(ЗАДАНИЕ A) Перепишите без изменений записи с самого начала до строки, содержащей «181), (158, 184)]]», включая обе границы.

(ЦИТИРУЕМЫЙ ТЕКСТ)

<<<<

Поворачиваюсь, сидит на камушке дядька, курит.

— Парень, — говорит, — а знаешь, ты ж больше половины проплыл.

То есть мне было проще доплыть, чем вернуться назад, но у страха глаза велики. И отдохнув, я переплыл пруд. Незнакомый человек сумел внушить мне уверенность в себе. Из воды я вышел с новыми ощущениями: что сильный, красивый, что все смогу... В моей судьбе было несколько людей, бескорыстно помогавших и сделавших меня лучше.

В училище — это Ефрем Владимирович Язовицкий, он возглавлял самодеятельность. Я пришел в студию художественного чтения уже мичманом, на четвертом курсе. Скоро должны были вручать офицерские погоны, и педагог с порога сказал: «Вам поздно, не тратьте время! Готовьтесь к госэкзаменам, завтра будете на флоте». Он меня немного знал, я участвовал в массовке в самодеятельных постановках: то красноармеец в Смольном, то матрос с флажками, герои с двумя-тремя словами.

«Но запретить заниматься не могу, — продолжил Ефрем Владимирович, — вы же в курсе, что в театральном требуются басня, стихи, проза. Приходите дня через три и подготовьте что-нибудь, тогда посмотрим». Я-то был уверен, что читаю басню «Мартышка и очки» шикарно, лучше популярного артиста Ивана Любезнова. И вот распинаюсь перед двадцатью первокурсниками, а те уже полгода прозанимались. Каждый мнит себя народным артистом и звездой, развалились в креслах, смотрят на меня иронически. Я зажался. Голос не мой...

— Ну вот, не получается, — развел руками Ефрем Владимирович.

Я пришел в студию художественного чтения уже мичманом, на четвертом курсе. Скоро должны были вручать офицерские погоны, и педагог с порога сказал: «Вам поздно, не тратьте время!» Vostock Photo

— А дома-то получалось, — отвечаю.

Ребята захохотали.

>>>>

(ЗАДАНИЕ B) Воспроизведите фрагмент цитируемого текста от слов «Поворачиваюсь, сидит на» до слов «с двумя-тремя словами.» и замените в нем «дядька» на «старичок».

(ИСХОДНЫЕ ЗАПИСИ)
<<<<

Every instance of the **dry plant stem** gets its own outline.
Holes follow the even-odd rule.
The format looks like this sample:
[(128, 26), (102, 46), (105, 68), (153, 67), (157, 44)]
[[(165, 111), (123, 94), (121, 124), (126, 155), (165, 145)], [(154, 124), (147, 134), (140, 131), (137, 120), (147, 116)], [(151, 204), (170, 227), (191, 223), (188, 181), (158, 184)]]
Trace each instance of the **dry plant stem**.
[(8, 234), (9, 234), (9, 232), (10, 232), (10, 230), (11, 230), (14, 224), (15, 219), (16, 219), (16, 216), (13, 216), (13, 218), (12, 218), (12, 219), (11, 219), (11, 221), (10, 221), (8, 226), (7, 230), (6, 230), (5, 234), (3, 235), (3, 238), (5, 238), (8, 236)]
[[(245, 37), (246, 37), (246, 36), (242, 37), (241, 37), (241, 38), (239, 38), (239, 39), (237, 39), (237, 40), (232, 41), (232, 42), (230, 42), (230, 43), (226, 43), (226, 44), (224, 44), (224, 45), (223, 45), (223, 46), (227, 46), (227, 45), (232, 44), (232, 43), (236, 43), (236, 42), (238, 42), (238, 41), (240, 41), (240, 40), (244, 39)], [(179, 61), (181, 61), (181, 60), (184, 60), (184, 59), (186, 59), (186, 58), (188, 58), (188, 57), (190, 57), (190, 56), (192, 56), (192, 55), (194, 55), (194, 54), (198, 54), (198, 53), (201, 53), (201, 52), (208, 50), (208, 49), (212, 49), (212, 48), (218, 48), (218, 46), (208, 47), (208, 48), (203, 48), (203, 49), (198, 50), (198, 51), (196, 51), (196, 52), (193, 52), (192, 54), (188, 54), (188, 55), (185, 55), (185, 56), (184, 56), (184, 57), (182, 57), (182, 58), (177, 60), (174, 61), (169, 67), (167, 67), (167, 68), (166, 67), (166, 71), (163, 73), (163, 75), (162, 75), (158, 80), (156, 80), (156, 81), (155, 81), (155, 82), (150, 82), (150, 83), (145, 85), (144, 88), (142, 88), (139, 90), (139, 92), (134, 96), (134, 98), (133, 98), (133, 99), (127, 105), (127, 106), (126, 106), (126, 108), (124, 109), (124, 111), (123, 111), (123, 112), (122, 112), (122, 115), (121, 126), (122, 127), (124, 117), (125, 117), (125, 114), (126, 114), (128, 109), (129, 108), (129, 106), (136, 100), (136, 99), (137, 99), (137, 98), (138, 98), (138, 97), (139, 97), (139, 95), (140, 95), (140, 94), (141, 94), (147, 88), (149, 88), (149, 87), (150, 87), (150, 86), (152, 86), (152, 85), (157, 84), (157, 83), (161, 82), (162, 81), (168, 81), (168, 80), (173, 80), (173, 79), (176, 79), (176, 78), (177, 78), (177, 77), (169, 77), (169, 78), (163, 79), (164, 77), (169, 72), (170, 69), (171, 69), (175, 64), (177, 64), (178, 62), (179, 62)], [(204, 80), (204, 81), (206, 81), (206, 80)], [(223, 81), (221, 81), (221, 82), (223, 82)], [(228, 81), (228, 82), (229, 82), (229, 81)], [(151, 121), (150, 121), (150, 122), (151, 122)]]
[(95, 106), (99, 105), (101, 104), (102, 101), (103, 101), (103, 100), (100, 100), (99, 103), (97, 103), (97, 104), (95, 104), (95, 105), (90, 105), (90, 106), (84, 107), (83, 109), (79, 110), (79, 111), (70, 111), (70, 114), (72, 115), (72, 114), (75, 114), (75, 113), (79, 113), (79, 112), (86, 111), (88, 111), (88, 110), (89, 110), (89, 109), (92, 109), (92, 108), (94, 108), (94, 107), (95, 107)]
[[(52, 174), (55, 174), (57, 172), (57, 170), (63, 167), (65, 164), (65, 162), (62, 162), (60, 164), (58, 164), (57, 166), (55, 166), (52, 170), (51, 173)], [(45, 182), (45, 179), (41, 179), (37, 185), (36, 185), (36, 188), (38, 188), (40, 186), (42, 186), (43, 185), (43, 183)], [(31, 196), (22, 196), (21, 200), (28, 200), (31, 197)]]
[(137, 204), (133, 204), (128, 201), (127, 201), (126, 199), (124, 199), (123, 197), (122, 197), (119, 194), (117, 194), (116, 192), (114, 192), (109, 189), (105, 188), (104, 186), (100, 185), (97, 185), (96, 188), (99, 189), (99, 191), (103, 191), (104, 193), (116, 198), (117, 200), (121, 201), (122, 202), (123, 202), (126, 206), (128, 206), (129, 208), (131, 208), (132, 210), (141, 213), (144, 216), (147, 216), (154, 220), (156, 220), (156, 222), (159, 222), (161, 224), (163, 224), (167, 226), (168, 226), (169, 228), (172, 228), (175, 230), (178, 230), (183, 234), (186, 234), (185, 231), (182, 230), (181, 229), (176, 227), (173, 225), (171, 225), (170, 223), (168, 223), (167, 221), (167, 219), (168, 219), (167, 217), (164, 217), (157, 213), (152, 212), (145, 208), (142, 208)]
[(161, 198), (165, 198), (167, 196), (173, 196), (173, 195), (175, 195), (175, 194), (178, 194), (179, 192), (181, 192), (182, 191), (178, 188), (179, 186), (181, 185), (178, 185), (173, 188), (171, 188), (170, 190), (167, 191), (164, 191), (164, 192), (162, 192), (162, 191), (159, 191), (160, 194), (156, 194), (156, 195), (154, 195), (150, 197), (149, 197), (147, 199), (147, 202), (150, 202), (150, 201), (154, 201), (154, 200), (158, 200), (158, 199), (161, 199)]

>>>>

(ПОЛНЫЙ ОТВЕТ A)
Every instance of the **dry plant stem** gets its own outline.
Holes follow the even-odd rule.
The format looks like this sample:
[(128, 26), (102, 46), (105, 68), (153, 67), (157, 44)]
[[(165, 111), (123, 94), (121, 124), (126, 155), (165, 145)], [(154, 124), (147, 134), (140, 131), (137, 120), (147, 116)], [(151, 204), (170, 227), (191, 223), (188, 181), (158, 184)]]

(ПОЛНЫЙ ОТВЕТ B)
Поворачиваюсь, сидит на камушке старичок, курит.

— Парень, — говорит, — а знаешь, ты ж больше половины проплыл.

То есть мне было проще доплыть, чем вернуться назад, но у страха глаза велики. И отдохнув, я переплыл пруд. Незнакомый человек сумел внушить мне уверенность в себе. Из воды я вышел с новыми ощущениями: что сильный, красивый, что все смогу... В моей судьбе было несколько людей, бескорыстно помогавших и сделавших меня лучше.

В училище — это Ефрем Владимирович Язовицкий, он возглавлял самодеятельность. Я пришел в студию художественного чтения уже мичманом, на четвертом курсе. Скоро должны были вручать офицерские погоны, и педагог с порога сказал: «Вам поздно, не тратьте время! Готовьтесь к госэкзаменам, завтра будете на флоте». Он меня немного знал, я участвовал в массовке в самодеятельных постановках: то красноармеец в Смольном, то матрос с флажками, герои с двумя-тремя словами.